BEGIN Supplied information

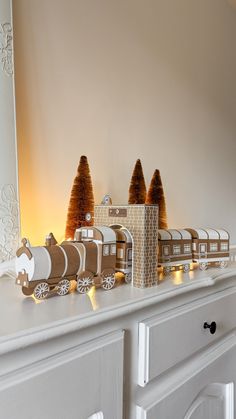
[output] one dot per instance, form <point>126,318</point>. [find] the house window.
<point>224,247</point>
<point>176,249</point>
<point>165,250</point>
<point>106,250</point>
<point>213,247</point>
<point>90,234</point>
<point>113,249</point>
<point>120,253</point>
<point>84,232</point>
<point>202,248</point>
<point>187,248</point>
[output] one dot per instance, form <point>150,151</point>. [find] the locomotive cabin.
<point>174,249</point>
<point>210,245</point>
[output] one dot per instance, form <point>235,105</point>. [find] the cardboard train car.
<point>180,248</point>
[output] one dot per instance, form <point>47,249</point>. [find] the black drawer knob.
<point>211,326</point>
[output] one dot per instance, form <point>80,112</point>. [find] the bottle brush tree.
<point>81,200</point>
<point>137,189</point>
<point>156,196</point>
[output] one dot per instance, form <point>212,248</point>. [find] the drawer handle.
<point>211,326</point>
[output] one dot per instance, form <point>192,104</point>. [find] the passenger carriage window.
<point>120,253</point>
<point>165,250</point>
<point>213,247</point>
<point>113,249</point>
<point>224,247</point>
<point>106,250</point>
<point>176,249</point>
<point>187,248</point>
<point>90,233</point>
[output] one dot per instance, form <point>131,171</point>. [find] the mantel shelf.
<point>25,321</point>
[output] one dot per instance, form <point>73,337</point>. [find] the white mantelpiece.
<point>127,353</point>
<point>9,213</point>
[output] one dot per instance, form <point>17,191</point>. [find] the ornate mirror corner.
<point>9,203</point>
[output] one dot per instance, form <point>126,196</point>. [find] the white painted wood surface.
<point>77,340</point>
<point>179,394</point>
<point>72,384</point>
<point>184,326</point>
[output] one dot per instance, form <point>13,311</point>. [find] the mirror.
<point>9,211</point>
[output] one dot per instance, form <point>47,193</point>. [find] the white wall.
<point>121,80</point>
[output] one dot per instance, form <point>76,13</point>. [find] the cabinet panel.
<point>203,389</point>
<point>172,337</point>
<point>75,384</point>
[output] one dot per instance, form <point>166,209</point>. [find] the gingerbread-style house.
<point>142,223</point>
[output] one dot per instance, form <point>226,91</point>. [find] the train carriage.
<point>174,249</point>
<point>210,245</point>
<point>100,259</point>
<point>90,259</point>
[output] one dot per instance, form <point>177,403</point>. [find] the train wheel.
<point>167,270</point>
<point>84,282</point>
<point>186,267</point>
<point>203,266</point>
<point>63,287</point>
<point>27,291</point>
<point>222,264</point>
<point>41,290</point>
<point>108,280</point>
<point>128,277</point>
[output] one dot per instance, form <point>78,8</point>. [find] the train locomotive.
<point>179,248</point>
<point>92,258</point>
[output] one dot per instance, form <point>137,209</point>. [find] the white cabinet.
<point>81,382</point>
<point>167,339</point>
<point>123,354</point>
<point>215,401</point>
<point>202,388</point>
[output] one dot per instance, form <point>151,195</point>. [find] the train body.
<point>92,258</point>
<point>180,248</point>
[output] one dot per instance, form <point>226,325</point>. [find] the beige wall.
<point>119,80</point>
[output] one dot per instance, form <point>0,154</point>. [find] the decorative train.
<point>97,253</point>
<point>92,258</point>
<point>179,248</point>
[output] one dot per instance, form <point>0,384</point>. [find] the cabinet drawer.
<point>203,389</point>
<point>79,383</point>
<point>171,337</point>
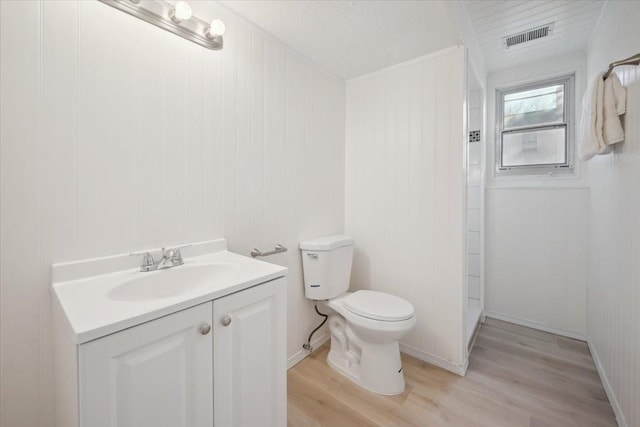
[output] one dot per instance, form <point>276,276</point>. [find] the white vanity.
<point>198,345</point>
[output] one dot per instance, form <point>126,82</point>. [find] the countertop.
<point>91,313</point>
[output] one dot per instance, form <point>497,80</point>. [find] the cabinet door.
<point>158,374</point>
<point>250,357</point>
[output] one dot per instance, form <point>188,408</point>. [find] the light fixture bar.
<point>158,13</point>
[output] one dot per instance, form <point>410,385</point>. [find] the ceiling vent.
<point>527,36</point>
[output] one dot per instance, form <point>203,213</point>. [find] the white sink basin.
<point>173,281</point>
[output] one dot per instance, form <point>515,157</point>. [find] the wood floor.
<point>517,377</point>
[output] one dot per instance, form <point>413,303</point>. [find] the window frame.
<point>568,81</point>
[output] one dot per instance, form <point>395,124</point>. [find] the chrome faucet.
<point>171,257</point>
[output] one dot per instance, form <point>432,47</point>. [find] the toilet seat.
<point>378,306</point>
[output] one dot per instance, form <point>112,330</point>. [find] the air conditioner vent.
<point>527,36</point>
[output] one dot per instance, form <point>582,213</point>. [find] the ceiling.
<point>352,38</point>
<point>491,20</point>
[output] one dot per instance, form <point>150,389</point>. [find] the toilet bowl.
<point>365,325</point>
<point>365,349</point>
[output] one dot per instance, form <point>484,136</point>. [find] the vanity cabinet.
<point>220,363</point>
<point>157,374</point>
<point>249,341</point>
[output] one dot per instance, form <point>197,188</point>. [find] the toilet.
<point>365,325</point>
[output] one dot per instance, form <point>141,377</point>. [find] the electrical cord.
<point>307,346</point>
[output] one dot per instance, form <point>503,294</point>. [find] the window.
<point>535,134</point>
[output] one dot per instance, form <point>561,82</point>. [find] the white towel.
<point>600,125</point>
<point>590,129</point>
<point>615,104</point>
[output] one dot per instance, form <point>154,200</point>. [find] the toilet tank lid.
<point>327,243</point>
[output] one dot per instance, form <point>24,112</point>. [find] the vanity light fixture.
<point>181,12</point>
<point>175,17</point>
<point>216,30</point>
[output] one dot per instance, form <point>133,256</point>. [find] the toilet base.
<point>373,366</point>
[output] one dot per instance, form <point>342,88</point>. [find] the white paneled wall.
<point>535,261</point>
<point>474,191</point>
<point>614,225</point>
<point>118,136</point>
<point>536,270</point>
<point>405,187</point>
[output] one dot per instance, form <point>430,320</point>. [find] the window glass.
<point>535,128</point>
<point>541,106</point>
<point>538,147</point>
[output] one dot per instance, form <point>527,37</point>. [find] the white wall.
<point>475,230</point>
<point>118,136</point>
<point>536,227</point>
<point>405,189</point>
<point>614,224</point>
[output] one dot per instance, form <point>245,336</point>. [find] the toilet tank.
<point>326,264</point>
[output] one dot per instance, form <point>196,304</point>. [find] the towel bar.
<point>278,250</point>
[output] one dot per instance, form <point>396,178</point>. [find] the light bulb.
<point>216,28</point>
<point>181,12</point>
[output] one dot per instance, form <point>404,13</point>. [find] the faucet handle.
<point>176,254</point>
<point>147,260</point>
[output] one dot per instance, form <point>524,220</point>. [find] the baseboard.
<point>300,355</point>
<point>436,360</point>
<point>617,410</point>
<point>535,325</point>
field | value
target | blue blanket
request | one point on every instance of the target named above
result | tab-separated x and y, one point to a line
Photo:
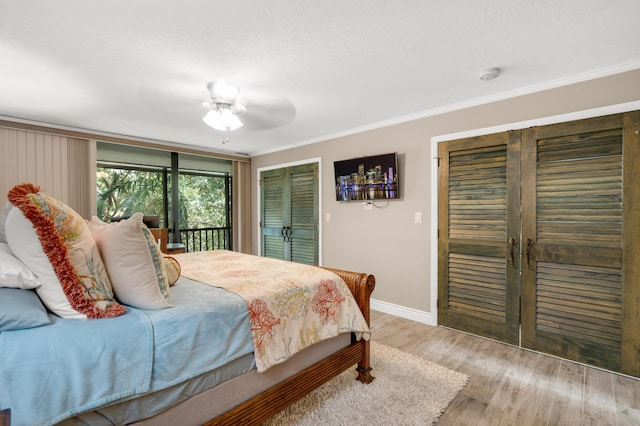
70	366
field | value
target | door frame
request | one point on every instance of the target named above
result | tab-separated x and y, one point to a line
433	243
259	171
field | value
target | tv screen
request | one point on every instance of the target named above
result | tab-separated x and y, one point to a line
367	178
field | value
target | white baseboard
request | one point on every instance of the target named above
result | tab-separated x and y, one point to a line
403	312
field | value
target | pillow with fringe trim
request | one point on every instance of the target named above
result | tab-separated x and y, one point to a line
134	262
56	245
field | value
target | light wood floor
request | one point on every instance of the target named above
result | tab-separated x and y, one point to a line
512	386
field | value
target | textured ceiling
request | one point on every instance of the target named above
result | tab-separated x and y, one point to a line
308	70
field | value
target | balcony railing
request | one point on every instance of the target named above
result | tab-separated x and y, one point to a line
202	239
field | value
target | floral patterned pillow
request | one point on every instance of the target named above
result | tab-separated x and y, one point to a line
56	245
173	268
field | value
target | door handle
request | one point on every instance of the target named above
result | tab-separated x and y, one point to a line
529	243
512	243
286	233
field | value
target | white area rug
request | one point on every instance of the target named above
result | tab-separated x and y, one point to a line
408	390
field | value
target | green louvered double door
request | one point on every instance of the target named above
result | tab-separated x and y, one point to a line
539	239
289	213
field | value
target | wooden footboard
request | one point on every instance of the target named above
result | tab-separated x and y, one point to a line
277	398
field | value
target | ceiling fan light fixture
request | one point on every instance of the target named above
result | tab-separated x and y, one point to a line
224	106
222	119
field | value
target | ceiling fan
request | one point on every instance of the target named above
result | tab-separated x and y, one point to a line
181	97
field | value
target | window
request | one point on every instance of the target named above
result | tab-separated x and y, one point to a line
132	179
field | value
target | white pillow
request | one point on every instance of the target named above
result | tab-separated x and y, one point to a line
134	262
14	273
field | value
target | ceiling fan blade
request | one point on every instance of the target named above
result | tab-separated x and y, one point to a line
267	111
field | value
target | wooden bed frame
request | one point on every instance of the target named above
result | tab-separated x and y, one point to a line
277	398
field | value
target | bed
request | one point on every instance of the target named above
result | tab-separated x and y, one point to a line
193	362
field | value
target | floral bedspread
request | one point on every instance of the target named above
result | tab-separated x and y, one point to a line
291	306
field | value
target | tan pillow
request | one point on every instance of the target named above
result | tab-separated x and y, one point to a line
134	262
54	242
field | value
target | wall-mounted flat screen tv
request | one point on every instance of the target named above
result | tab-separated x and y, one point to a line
367	178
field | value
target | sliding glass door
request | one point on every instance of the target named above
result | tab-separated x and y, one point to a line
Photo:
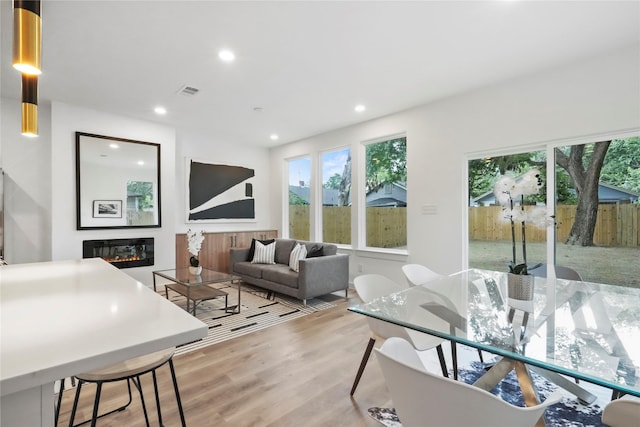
592	205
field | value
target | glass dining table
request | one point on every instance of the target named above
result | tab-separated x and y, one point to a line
574	329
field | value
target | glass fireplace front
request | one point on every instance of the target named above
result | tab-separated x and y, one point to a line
123	253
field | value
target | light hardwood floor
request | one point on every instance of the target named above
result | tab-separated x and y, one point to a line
298	373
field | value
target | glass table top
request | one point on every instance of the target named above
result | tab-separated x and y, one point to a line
184	277
585	330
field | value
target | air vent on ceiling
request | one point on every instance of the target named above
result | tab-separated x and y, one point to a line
188	90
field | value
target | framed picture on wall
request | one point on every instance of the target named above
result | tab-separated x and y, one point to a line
107	208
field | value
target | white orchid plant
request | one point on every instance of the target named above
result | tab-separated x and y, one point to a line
508	191
195	239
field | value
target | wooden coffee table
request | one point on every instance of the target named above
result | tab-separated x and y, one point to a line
195	288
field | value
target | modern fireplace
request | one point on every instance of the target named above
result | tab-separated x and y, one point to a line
123	253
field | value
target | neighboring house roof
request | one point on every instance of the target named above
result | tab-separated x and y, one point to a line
394	194
607	193
302	192
329	195
389	195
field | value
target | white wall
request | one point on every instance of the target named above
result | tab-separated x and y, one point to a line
40	186
66	240
593	97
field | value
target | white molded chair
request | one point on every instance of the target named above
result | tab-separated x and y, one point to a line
418	274
623	412
422	398
372	286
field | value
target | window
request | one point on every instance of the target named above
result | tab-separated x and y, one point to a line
596	188
386	193
336	196
299	198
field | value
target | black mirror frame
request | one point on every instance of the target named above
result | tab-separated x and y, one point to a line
79	226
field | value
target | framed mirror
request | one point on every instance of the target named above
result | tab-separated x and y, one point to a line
117	183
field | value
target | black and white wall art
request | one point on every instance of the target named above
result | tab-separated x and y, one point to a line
218	192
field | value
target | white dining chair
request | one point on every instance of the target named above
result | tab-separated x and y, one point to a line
372	286
421	275
421	398
623	412
418	274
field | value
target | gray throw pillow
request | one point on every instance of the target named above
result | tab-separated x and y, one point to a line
252	248
315	251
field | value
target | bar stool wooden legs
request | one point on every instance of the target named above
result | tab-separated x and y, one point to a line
131	371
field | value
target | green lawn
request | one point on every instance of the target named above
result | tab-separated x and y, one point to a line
620	266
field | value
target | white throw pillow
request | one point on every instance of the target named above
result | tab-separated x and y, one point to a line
298	253
264	254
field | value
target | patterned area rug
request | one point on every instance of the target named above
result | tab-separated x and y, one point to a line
566	413
259	310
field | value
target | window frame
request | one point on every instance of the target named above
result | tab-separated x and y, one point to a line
362	196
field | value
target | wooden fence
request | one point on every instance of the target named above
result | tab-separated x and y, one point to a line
617	225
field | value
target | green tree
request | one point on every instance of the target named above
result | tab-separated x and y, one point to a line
294	199
386	163
622	164
143	192
583	163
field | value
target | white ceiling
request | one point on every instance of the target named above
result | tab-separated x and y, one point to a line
306	64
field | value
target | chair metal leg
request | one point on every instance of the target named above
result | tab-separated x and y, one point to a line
75	404
59	402
175	388
454	358
96	403
138	384
443	364
363	363
155	388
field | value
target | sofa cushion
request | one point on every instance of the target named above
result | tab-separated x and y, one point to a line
252	248
283	250
248	269
281	274
264	254
298	253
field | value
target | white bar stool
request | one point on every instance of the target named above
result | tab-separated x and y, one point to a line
129	370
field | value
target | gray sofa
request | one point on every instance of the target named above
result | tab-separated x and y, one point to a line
324	272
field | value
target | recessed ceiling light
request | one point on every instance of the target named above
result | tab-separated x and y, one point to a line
226	55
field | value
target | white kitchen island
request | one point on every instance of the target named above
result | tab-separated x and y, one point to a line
66	317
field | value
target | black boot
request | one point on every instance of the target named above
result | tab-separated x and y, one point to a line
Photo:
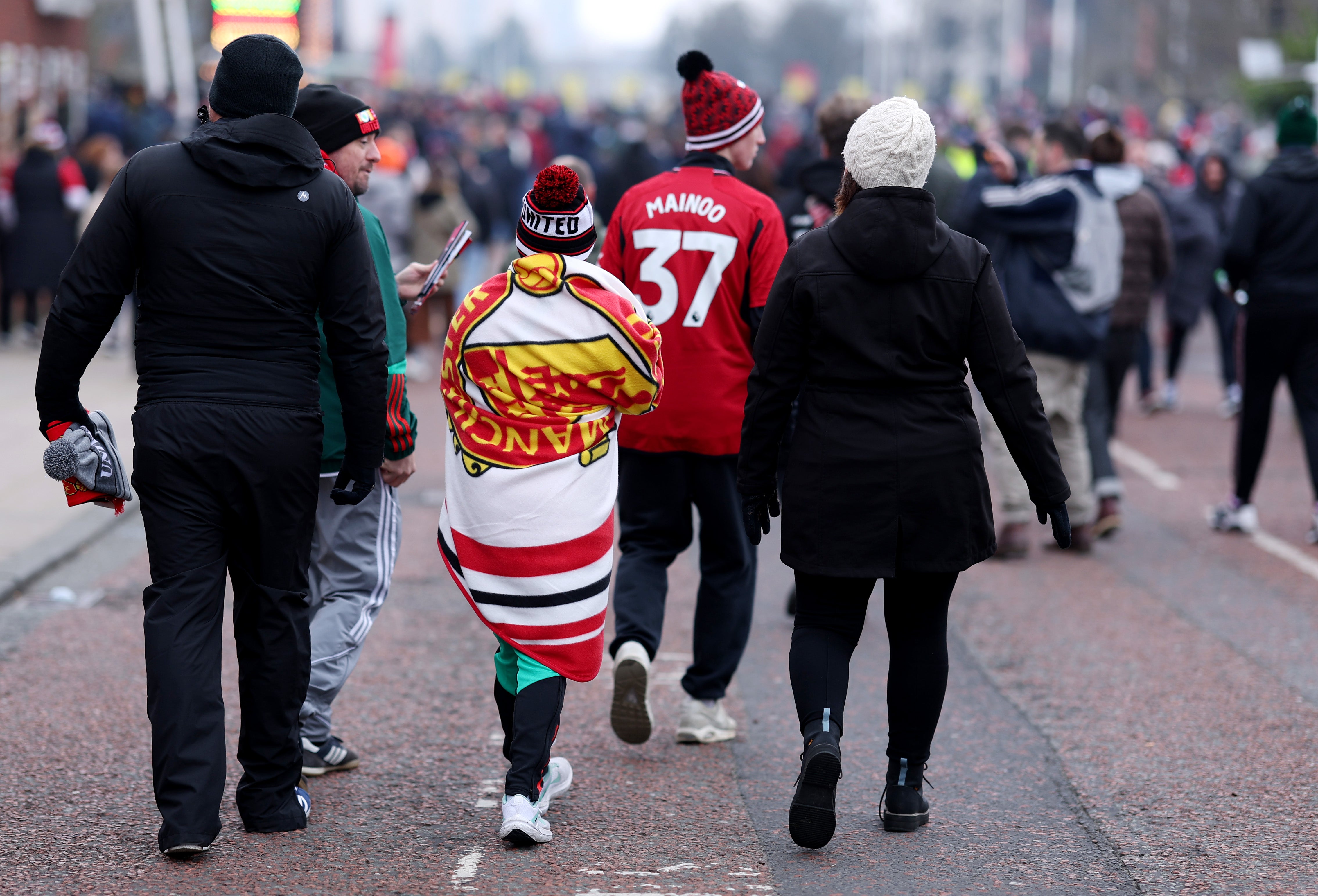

END Supplied information

What the task requires:
Take from the listing above each line containing "area".

Exercise answer:
target | white area rug
target | patterned area rug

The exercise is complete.